Rows from a pointing dataset:
________

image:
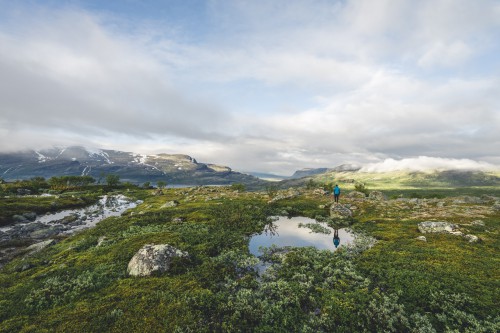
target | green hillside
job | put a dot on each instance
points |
(388, 281)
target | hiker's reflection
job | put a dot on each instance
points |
(336, 238)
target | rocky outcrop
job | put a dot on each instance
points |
(37, 247)
(170, 204)
(377, 195)
(356, 195)
(153, 259)
(437, 227)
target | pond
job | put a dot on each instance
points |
(296, 231)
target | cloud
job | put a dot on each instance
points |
(425, 163)
(267, 86)
(67, 71)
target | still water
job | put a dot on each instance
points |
(289, 233)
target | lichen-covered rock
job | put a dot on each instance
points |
(472, 238)
(356, 195)
(478, 223)
(153, 259)
(340, 212)
(170, 204)
(436, 227)
(376, 195)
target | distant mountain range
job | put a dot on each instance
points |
(177, 169)
(131, 167)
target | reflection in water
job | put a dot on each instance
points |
(336, 238)
(286, 232)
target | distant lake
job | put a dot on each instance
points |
(288, 233)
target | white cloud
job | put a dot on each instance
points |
(425, 163)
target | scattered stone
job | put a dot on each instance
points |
(153, 259)
(467, 200)
(436, 227)
(37, 247)
(377, 195)
(472, 238)
(101, 240)
(19, 219)
(356, 195)
(31, 216)
(478, 223)
(170, 204)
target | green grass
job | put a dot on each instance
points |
(398, 285)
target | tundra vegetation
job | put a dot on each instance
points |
(387, 281)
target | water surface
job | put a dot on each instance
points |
(288, 233)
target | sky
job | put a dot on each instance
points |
(266, 86)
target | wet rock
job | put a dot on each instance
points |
(376, 195)
(356, 195)
(436, 227)
(31, 216)
(19, 219)
(468, 200)
(170, 204)
(472, 238)
(153, 259)
(47, 232)
(478, 223)
(37, 247)
(101, 240)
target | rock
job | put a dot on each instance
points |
(472, 238)
(356, 195)
(477, 223)
(170, 204)
(19, 219)
(468, 199)
(340, 212)
(31, 216)
(153, 259)
(47, 232)
(37, 247)
(376, 195)
(101, 240)
(436, 227)
(320, 191)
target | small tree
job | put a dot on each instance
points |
(112, 180)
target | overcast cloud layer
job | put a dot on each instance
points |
(270, 86)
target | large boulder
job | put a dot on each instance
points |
(437, 227)
(153, 259)
(340, 212)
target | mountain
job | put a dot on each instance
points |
(347, 176)
(132, 167)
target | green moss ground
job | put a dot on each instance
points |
(398, 285)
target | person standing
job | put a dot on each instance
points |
(336, 193)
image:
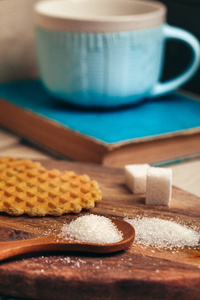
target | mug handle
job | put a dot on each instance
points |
(171, 32)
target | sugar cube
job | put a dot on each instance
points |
(158, 186)
(135, 177)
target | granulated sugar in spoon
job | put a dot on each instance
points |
(89, 233)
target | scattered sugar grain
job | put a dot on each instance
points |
(161, 233)
(92, 229)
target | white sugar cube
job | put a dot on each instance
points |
(135, 177)
(158, 186)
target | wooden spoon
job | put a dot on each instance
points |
(52, 242)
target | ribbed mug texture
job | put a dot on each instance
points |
(100, 69)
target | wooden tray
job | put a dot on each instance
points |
(137, 273)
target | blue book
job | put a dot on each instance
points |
(153, 131)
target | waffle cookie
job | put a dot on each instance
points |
(38, 192)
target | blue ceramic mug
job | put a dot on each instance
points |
(105, 53)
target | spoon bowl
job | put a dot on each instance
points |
(54, 243)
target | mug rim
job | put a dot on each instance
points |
(52, 20)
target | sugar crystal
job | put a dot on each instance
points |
(163, 233)
(92, 229)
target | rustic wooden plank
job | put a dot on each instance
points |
(138, 273)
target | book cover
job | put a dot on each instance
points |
(154, 130)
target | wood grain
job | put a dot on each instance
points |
(137, 273)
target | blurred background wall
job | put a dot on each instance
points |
(17, 47)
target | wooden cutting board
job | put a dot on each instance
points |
(137, 273)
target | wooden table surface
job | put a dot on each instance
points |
(186, 174)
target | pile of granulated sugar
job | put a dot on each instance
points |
(92, 229)
(161, 233)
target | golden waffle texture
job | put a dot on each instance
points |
(26, 187)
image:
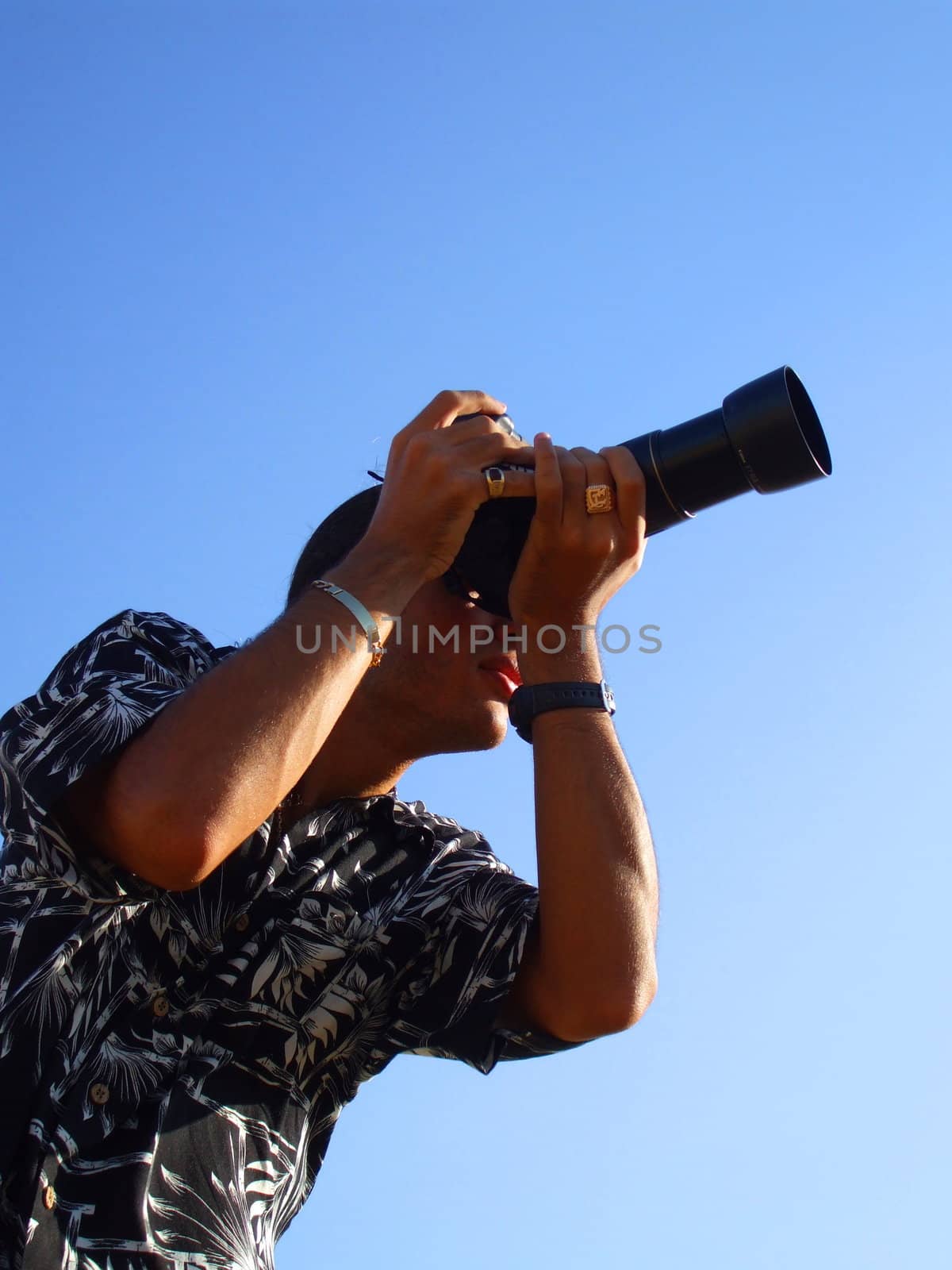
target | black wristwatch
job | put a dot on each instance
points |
(526, 702)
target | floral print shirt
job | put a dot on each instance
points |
(173, 1064)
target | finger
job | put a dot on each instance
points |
(573, 491)
(597, 473)
(444, 408)
(516, 484)
(479, 425)
(628, 487)
(549, 483)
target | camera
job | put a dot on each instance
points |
(765, 437)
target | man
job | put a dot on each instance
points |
(217, 918)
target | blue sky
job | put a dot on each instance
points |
(245, 243)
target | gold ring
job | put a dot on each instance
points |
(495, 479)
(598, 498)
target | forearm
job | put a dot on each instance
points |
(597, 872)
(219, 759)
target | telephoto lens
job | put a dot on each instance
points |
(766, 436)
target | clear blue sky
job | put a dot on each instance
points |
(245, 243)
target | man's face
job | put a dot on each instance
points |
(444, 698)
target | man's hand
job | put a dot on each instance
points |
(574, 562)
(590, 969)
(435, 482)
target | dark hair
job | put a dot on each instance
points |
(336, 535)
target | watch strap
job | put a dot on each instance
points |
(532, 700)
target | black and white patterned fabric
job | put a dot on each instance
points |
(173, 1064)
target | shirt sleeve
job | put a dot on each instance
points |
(102, 692)
(463, 977)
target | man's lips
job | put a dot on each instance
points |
(505, 670)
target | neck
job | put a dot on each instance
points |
(357, 760)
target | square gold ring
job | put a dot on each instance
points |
(598, 498)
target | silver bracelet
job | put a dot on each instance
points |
(363, 615)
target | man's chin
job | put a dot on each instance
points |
(482, 729)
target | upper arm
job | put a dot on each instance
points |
(61, 749)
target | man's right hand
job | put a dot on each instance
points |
(435, 482)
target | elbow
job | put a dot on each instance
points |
(612, 1016)
(155, 849)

________

WHAT YOU NEED TO DO -> Using the data above, write out every line exactly, leaving the images behind.

SOLUTION FOR THIS PROBLEM ->
image:
target | green hillside
job | put a dot on each instance
points |
(388, 281)
target | hiker's reflection
job | put a dot on each instance
points |
(336, 238)
target | rocky outcrop
job | put a dot on each instance
points |
(37, 247)
(170, 204)
(377, 195)
(356, 195)
(153, 259)
(437, 227)
target | pond
job | put a dot on each instance
points |
(296, 231)
target | cloud
job | put a dot on each instance
points |
(425, 163)
(267, 86)
(67, 71)
target | still water
job | put a dot on each instance
points |
(289, 233)
target | lichen-covered rock
job | put a dot on each instance
points |
(472, 238)
(356, 195)
(478, 223)
(153, 259)
(340, 212)
(170, 204)
(436, 227)
(376, 195)
target | distant mountain range
job | put a dot on each instance
points |
(177, 169)
(131, 167)
target | reflection in water
job | put a dot on each instance
points |
(336, 238)
(286, 232)
target | distant lake
job | put a dot on each instance
points |
(288, 233)
target | white cloud
job | put a dot on each instance
points |
(425, 163)
target | scattered stone
job | put a dot on each instance
points |
(153, 259)
(467, 200)
(436, 227)
(37, 247)
(377, 195)
(472, 238)
(101, 240)
(19, 219)
(356, 195)
(31, 216)
(478, 223)
(170, 204)
target | green grass
job | put a dot on each instance
points |
(398, 285)
target | tundra vegetation
job | put a dot on each instance
points |
(387, 281)
target | water surface
job | put a dot on each instance
points |
(288, 233)
target | sky
job | put a dot on each instance
points |
(266, 86)
target | wet rock
job | put a dot on each instance
points |
(376, 195)
(356, 195)
(436, 227)
(31, 216)
(19, 219)
(468, 200)
(170, 204)
(472, 238)
(153, 259)
(47, 232)
(478, 223)
(37, 247)
(101, 240)
target | rock
job | put a dot on each instance
points |
(472, 238)
(356, 195)
(477, 223)
(170, 204)
(19, 219)
(468, 199)
(340, 212)
(31, 216)
(153, 259)
(47, 232)
(37, 247)
(376, 195)
(101, 240)
(436, 227)
(320, 191)
target | small tree
job | put a dot on each instance
points |
(112, 180)
target | overcast cloud layer
job | put a dot on each instance
points |
(270, 86)
target | large boulder
job | put a dot on each instance
points |
(437, 227)
(153, 259)
(340, 212)
target | mountain
job | put a dot on each instance
points |
(347, 176)
(132, 167)
target | green moss ground
job | put a dot on each instance
points |
(398, 285)
target | person standing
job | put a dot on each instance
points |
(336, 193)
image:
target | mug handle
job | put a dot on each instance
points |
(171, 32)
target | sugar cube
job | put a dot on each instance
points |
(158, 186)
(135, 177)
target | granulated sugar in spoon
job | put a dot on each instance
points |
(89, 233)
target | scattered sugar grain
job | put a dot on each instance
points |
(161, 233)
(92, 229)
target | white sugar cube
job | put a dot on each instance
points |
(135, 177)
(158, 186)
target | wooden spoon
job | put a dot on each instance
points |
(52, 242)
target | ribbed mug texture
job | put a dot on each instance
points |
(100, 69)
target | wooden tray
job | put a dot on each instance
points |
(137, 273)
target | blue book
job | put a dot on each instance
points |
(153, 131)
target | waffle cookie
job | put a dot on each instance
points |
(38, 192)
target | blue ceramic mug
job | put a dot on each instance
points |
(105, 53)
target | spoon bowl
job | put a dot on each instance
points |
(54, 243)
target | mug rim
job | put a dot on each instance
points |
(52, 20)
target | sugar crystal
job | put a dot on each instance
points |
(163, 233)
(92, 229)
target | rustic wooden plank
job | put a dot on each instance
points |
(138, 273)
target | book cover
job | put a dot on each instance
points |
(154, 130)
target | wood grain
job | put a dot on each instance
points |
(137, 273)
target | blurred background wall
job | put a dot on each instance
points |
(17, 47)
target | wooden cutting board
job | put a dot on each instance
points |
(137, 273)
target | wooden table surface
job | put a dot on each instance
points |
(186, 174)
target | pile of granulated sugar
job | put a dot on each instance
points |
(92, 229)
(161, 233)
target | golden waffle texture
job | put a dot on each instance
points |
(26, 187)
image:
target | black wristwatch
job | put a dot on each instance
points |
(526, 702)
target | floral print shirt
job | put a dot on each instance
points |
(173, 1064)
target | finger
job | put a dot on each instance
points |
(573, 491)
(597, 473)
(444, 408)
(516, 484)
(479, 425)
(628, 487)
(549, 483)
target | camera
job | put a dot on each instance
points |
(765, 437)
target | man
job | put a dot on each instance
points |
(217, 918)
target | blue sky
job | put a dot on each instance
points |
(245, 243)
target | gold ring
job | put a dot on each instance
points |
(495, 479)
(598, 498)
target | forearm
job | put a dot on each instance
points |
(597, 872)
(219, 759)
target | telephoto lens
job | put a dot on each instance
points |
(766, 436)
target | clear blue sky
job | put a dot on each instance
points |
(245, 243)
target | man's face
job | put a dot on each instance
points |
(444, 698)
target | man's hand
job | put a dot on each instance
points |
(574, 562)
(590, 969)
(435, 482)
target | dark hair
job | put a dot on each instance
points |
(336, 535)
target | watch strap
job | put a dot on each instance
points |
(532, 700)
target | black and white patterned fabric
job | put a dot on each instance
points |
(173, 1064)
target | shirt sleeve
job | put a dot on each instance
points |
(102, 692)
(463, 977)
target | man's lips
job | put a dot on each instance
points |
(505, 670)
target | neck
job | put a dot on each instance
points |
(357, 760)
target | square gold ring
job | put a dot on each instance
points |
(598, 498)
target | silver bracelet
job | put a dot on each instance
points |
(363, 615)
target | man's chin
job | put a dot on each instance
points |
(482, 729)
target | upper arm
job | put a dot on each instance
points |
(61, 749)
target | man's right hand
job | put a dot on each instance
points |
(435, 482)
target | elbow
job | put a dot on each instance
points |
(612, 1016)
(155, 849)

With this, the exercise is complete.